__本文__
次に訪ねたのはここ。
神武天皇聖蹟磐余邑顕彰碑である。神武天皇聖蹟については
平成における神武天皇
一神武天皇聖蹟顕彰碑の現状ーW.エドワーズ(天理大学学報58)
に詳しいが、なんでも紀元2600年に向けての事業の一つで、主に東征ルー ト上の19ヶ所を神武天皇の聖蹟と定め、かような石碑を建立したのだそうな。我が家の近くにも神武天皇がナンパなされたという「「狭井河之上推考地」があり、同様な石碑が建てられている。そしてその裏面には、
との記載がある。神武天皇戊午11月の記事についてである。熊野に上陸し、吉野から宇陀に入った神武天皇一行はいよいよ大和平野へと攻め込もうとする。迎え撃つのは、大和の諸豪族連合(八十梟帥)。神武天皇は大和盆地侵攻にあたって自らの軍を2つに分け、男坂・女坂に分けた。その坂の下りきった場所、兄磯城が待ち受けていた場所が磐余である。日本書紀戊午11月このときの兄磯城の軍の様子を「磐余邑に布き満めり」と記している。日本書紀は続けて言う、「賊虜の拠る所は皆是要害の地なり。故、道路絶え塞がり、通ふべき拠無し。」と。
ここが…宇陀から下る神武天皇の最初の激戦地である。
そして、日本書紀はこの戦いの記事を受けて、神武天皇2年の条に
我が皇師の虜を破るに逮り、大きに軍集ひて其の地に満めり。因りて号を改め磐余と為す。」と、その地名の由来を語る。さらに、「或いは曰く」として、神武天皇が大和平野の西部に進行した時、「磯城の八十梟帥」がそこに「屯聚居たり。故、名づけて磐余邑と曰ふ。
とも記している。
いずれにしても。八十梟帥の軍がそこに大勢集まっていた…という状態を、「いはむ」という語で表し、そこから「いはれ」なる地名が生じたのだというのだ。
あてになる話かどうか、ひとことでは言い難い面もあるが、ようは日本書紀の編集者がそのように認知していたということだ。以前にも書いたが、そのいわれが考えられるというのは、それなりの理由があっての営みなのである。
続いては、この聖蹟碑のすぐ裏手にある吉備春日神社である。

__データ内容__
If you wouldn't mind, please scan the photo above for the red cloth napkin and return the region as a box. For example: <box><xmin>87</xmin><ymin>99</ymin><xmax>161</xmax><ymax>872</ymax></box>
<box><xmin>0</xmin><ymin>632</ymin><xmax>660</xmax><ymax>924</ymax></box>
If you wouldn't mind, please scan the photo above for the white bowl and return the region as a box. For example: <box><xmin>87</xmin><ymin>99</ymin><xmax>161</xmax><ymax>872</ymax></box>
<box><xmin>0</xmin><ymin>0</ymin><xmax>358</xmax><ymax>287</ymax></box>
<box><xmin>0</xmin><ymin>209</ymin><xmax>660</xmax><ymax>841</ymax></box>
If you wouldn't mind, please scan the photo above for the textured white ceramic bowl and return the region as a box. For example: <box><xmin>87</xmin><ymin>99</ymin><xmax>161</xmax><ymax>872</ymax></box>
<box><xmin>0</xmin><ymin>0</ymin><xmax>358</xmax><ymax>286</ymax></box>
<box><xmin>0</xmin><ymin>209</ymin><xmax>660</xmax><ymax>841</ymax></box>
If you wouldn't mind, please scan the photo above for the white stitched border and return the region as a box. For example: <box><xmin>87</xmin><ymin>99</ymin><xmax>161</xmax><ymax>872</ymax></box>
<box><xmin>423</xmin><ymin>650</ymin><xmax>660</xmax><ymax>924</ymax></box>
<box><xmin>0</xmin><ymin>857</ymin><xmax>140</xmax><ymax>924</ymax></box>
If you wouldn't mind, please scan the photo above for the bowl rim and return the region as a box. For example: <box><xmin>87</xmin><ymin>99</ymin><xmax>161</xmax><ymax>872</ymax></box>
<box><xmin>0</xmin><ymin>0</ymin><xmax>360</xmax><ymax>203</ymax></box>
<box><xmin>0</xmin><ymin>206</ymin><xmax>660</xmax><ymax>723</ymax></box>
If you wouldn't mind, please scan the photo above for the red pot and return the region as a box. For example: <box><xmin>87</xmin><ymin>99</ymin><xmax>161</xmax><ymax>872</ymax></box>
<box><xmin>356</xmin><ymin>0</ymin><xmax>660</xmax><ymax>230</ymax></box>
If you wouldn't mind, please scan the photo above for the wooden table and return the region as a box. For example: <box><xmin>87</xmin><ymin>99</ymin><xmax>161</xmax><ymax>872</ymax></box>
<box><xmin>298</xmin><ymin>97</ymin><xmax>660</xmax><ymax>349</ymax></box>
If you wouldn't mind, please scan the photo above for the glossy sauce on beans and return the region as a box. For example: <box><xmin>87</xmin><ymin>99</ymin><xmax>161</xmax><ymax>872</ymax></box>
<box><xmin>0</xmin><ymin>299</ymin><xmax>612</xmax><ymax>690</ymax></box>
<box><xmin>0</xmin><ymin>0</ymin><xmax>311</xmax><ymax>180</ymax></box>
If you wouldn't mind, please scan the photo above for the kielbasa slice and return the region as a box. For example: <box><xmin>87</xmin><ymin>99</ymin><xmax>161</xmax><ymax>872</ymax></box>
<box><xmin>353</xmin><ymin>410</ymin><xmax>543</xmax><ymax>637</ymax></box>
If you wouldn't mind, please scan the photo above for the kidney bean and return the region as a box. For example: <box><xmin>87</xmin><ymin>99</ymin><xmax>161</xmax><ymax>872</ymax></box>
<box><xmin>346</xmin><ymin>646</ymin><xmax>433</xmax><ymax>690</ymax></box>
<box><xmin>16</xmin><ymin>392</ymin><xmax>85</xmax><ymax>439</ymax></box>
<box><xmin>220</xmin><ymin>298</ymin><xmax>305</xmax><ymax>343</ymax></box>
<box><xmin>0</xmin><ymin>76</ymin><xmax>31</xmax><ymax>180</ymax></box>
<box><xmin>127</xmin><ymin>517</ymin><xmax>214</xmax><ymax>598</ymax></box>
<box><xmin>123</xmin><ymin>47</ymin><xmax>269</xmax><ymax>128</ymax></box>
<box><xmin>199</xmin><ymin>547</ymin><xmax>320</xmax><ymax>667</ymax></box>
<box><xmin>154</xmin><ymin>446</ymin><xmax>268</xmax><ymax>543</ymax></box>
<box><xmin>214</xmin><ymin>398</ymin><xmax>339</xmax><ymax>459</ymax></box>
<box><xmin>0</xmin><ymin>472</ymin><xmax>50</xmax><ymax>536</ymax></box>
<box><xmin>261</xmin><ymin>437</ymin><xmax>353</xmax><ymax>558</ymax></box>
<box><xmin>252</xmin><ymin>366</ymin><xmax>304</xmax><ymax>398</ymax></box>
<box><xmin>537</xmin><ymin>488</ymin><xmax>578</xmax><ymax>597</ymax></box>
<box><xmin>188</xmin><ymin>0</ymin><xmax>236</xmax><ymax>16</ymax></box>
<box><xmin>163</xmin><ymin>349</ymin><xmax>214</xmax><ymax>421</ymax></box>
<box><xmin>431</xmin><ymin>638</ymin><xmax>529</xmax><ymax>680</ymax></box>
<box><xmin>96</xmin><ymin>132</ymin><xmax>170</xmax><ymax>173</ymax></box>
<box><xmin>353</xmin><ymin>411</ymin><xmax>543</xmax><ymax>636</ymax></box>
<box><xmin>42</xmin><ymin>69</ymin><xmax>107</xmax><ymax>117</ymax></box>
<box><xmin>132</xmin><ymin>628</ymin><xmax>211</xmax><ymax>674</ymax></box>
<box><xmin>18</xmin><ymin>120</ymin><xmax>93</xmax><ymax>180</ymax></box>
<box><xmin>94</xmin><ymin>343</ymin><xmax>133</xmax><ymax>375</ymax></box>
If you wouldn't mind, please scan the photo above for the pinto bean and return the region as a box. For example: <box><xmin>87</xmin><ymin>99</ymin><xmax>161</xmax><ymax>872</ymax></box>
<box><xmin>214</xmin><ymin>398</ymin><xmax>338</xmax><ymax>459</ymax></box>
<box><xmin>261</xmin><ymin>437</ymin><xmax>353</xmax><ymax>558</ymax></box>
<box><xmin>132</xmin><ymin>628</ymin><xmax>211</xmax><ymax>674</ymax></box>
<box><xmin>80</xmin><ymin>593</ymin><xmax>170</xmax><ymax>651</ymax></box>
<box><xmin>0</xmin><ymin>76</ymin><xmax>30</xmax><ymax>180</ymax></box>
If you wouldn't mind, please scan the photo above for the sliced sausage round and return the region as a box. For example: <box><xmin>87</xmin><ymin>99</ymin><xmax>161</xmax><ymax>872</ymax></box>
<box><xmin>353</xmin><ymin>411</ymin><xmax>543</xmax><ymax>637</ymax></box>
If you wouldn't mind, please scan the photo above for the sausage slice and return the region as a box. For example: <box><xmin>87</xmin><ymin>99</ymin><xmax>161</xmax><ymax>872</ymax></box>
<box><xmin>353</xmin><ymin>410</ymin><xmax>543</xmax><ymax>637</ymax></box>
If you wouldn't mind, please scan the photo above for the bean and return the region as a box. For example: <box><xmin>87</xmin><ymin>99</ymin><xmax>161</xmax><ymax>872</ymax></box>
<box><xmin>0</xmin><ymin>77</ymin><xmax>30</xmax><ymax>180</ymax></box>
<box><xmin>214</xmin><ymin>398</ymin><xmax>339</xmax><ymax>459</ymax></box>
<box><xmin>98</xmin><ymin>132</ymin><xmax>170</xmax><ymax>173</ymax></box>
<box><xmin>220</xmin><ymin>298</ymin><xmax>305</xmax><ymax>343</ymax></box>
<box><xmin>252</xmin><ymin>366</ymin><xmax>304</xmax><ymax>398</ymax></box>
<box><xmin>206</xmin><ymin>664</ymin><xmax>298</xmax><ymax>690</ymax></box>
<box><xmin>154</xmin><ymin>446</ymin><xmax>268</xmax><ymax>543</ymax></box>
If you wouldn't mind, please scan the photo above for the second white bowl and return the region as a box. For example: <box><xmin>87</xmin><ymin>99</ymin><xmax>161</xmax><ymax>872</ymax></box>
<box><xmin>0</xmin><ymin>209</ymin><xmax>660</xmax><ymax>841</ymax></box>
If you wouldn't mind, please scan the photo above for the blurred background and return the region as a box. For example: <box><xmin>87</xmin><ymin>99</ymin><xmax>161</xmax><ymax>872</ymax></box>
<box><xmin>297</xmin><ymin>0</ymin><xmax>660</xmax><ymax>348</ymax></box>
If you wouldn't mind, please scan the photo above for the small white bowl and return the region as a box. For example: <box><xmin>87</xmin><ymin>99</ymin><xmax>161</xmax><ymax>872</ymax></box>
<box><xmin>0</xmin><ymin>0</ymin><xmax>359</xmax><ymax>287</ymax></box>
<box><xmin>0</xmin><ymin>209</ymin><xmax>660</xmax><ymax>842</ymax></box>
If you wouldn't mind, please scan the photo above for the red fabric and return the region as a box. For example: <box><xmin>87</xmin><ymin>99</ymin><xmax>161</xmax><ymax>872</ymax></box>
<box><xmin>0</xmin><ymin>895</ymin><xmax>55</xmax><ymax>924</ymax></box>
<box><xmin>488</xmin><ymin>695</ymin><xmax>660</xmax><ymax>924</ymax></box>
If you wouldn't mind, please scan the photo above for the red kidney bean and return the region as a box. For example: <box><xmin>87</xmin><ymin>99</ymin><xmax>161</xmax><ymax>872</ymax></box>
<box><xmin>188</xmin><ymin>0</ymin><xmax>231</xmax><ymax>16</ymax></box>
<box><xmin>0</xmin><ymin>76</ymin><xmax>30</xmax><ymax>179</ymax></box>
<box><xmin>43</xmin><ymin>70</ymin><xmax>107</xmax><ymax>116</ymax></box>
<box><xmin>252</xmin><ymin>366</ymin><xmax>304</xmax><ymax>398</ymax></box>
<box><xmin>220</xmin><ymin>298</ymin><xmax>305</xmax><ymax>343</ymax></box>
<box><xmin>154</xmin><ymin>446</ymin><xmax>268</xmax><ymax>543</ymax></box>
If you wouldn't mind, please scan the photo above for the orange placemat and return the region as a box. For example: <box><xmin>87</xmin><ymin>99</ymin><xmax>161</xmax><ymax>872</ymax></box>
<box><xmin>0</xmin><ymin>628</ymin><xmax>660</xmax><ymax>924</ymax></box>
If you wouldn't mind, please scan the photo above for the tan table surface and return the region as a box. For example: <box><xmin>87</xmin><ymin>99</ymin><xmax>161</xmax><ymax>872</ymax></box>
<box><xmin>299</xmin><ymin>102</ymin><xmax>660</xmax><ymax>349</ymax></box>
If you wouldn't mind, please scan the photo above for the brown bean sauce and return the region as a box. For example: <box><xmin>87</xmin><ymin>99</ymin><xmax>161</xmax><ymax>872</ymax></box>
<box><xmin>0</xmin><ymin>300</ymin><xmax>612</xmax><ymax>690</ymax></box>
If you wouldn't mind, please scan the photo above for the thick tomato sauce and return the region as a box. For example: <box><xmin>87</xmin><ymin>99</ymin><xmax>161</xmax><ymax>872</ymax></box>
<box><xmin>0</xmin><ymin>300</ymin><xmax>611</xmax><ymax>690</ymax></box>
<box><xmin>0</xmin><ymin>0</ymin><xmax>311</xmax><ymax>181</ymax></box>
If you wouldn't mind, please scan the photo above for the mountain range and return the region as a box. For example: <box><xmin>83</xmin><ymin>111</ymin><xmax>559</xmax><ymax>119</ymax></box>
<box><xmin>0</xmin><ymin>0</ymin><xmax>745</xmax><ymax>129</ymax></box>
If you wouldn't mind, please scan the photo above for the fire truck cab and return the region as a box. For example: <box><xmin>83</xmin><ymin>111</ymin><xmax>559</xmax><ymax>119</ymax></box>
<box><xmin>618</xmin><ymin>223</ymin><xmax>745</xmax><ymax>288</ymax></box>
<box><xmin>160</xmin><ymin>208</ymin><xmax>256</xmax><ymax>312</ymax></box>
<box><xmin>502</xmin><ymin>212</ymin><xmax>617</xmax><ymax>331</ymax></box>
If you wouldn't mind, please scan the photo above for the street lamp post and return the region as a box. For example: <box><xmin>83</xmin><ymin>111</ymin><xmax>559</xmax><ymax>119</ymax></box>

__作業内容__
本文の「あてになる話かどうか」で始まる段落を、主な内容を保ったまま、より短い文章に書き直してください。

__作業結果__
信頼できる話かは一概に言えないが、日本書紀の編集者がそう認識していたということだ。地名のいわれが考えられるのには、相応の理由がある。